* **SOURCE PASSAGE**
******************************
Meeting the Challenges of Emerging Sources of Power and Influence
Former CIA Chief of Counterintelligence, author of Fair Play: The Moral Dilemmas of Spying and To Catch a Spy: The Art of Counterintelligence
Professor of the Practice
The Bush School of Government and Public Service
Texas A&M University
For over twenty years the Bush School of Government and Public Service has prepared the next generation of public servants to deal with the complex challenges of a changing world. In a strictly nonpartisan environment, Bush School students discuss and debate the key international and domestic issues affecting our country and the world as a whole. A typical class could be led by a distinguished academic expert on the Middle East, a former administrator of the Agency for International Development, or an experienced practitioner in the field of international NGOs. The focus is clearly on the future: how can Bush School students make a difference in a world where power centers are changing, technology is rapidly altering how ideas are transmitted, and the once bipolar international arena has been replaced by a multiplicity of threats?
How is the Bush School different from other schools of international affairs and public service?
Probably the most distinctive feature of the Bush School is its professional focus. There is an expectation that the majority of Bush School graduates will go into careers in government, nonprofit management, or some other form of public service. As a result, the faculty is a blend of academic professionals and nationally recognized practitioners from the worlds of diplomacy, intelligence, the military, law enforcement, homeland security, nonprofit, development, and state and local government. In our experience, this has been a winning formula in preparing students for professional careers. Bush School graduates are comfortable in their academic fields but also have the hands-on skills and knowledge that employers value. Our intelligence and counterterrorism classes, for example, include practical training in professional tradecraft.
******************************
* **RECORDS PROVIDED**

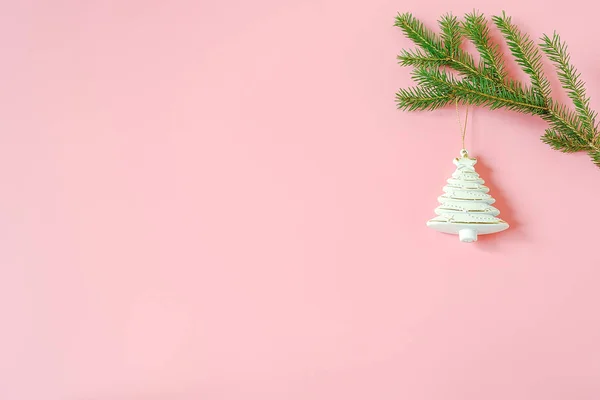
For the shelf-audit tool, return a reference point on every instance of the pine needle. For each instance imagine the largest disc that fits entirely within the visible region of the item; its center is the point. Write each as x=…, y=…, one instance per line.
x=488, y=85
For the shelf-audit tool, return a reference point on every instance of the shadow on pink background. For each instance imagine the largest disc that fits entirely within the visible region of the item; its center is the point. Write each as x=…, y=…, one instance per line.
x=219, y=200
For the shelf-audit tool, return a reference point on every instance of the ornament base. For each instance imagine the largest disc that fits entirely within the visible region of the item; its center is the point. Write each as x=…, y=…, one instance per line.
x=467, y=235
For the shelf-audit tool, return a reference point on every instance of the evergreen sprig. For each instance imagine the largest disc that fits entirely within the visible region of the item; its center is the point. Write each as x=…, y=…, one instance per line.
x=487, y=83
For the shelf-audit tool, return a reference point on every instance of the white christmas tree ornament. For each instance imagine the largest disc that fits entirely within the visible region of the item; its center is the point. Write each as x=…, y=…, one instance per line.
x=466, y=207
******************************
* **PARTS OF THE EXERCISE**
(a) From the Bush School passage, copy everything from "Probably the most" down to "in professional tradecraft.".
(b) Pick up the Bush School passage after its final sentence and keep writing.

* **ANSWERS TO THE EXERCISE**
(a)
Probably the most distinctive feature of the Bush School is its professional focus. There is an expectation that the majority of Bush School graduates will go into careers in government, nonprofit management, or some other form of public service. As a result, the faculty is a blend of academic professionals and nationally recognized practitioners from the worlds of diplomacy, intelligence, the military, law enforcement, homeland security, nonprofit, development, and state and local government. In our experience, this has been a winning formula in preparing students for professional careers. Bush School graduates are comfortable in their academic fields but also have the hands-on skills and knowledge that employers value. Our intelligence and counterterrorism classes, for example, include practical training in professional tradecraft.

(b)
What are some of the other advantages of the Bush School experience?
All students accepted into the Bush School’s two-year programs receive a financial award and in-state tuition, reducing their debt load. Additionally, College Station offers an affordable cost of living, much lower than many competitor programs offer. These cost savings enable our students to choose jobs of interest to them, not what best repays their loans. Bush School students participate in culminating capstone projects where they deliver high-quality, faculty-guided research to real-world clients, such as the State Department, the Director of National Intelligence, U.S. military commands, and state and local governments. To develop their language skills, international affairs students are given no-cost access to foreign language software and discussion groups led by native speakers. In the summer between their first and second years, students either complete internships with government agencies or other sponsors or, alternatively, do intensive foreign language study. Finally, the Bush School is part of a large research university of over 60,000 students that features world-class departments and institutes in a variety of fields, including public health, cyber, nuclear engineering, transportation, agriculture, and many others. The Bush School’s close collaboration with these other units enables students to design tailored academic programs to address specialized career goals. With dedicated career staff and faculty helping along the way, Bush School students find careers that matter to them, with between 81 and 95 percent employed within six months of graduation.